> [Task directions]
The records below must be duplicated exactly, character for character.

> [Material for this exercise]

--------------------------------

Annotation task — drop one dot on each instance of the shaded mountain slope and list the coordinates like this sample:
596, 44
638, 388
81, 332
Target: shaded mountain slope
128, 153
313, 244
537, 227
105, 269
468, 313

--------------------------------

> [Response below]
Annotation task — drop one dot on each instance of the shaded mountain slope and list the coordinates like this sample:
596, 44
638, 388
81, 332
Target: shaded mountain slope
128, 153
313, 244
537, 227
105, 269
468, 313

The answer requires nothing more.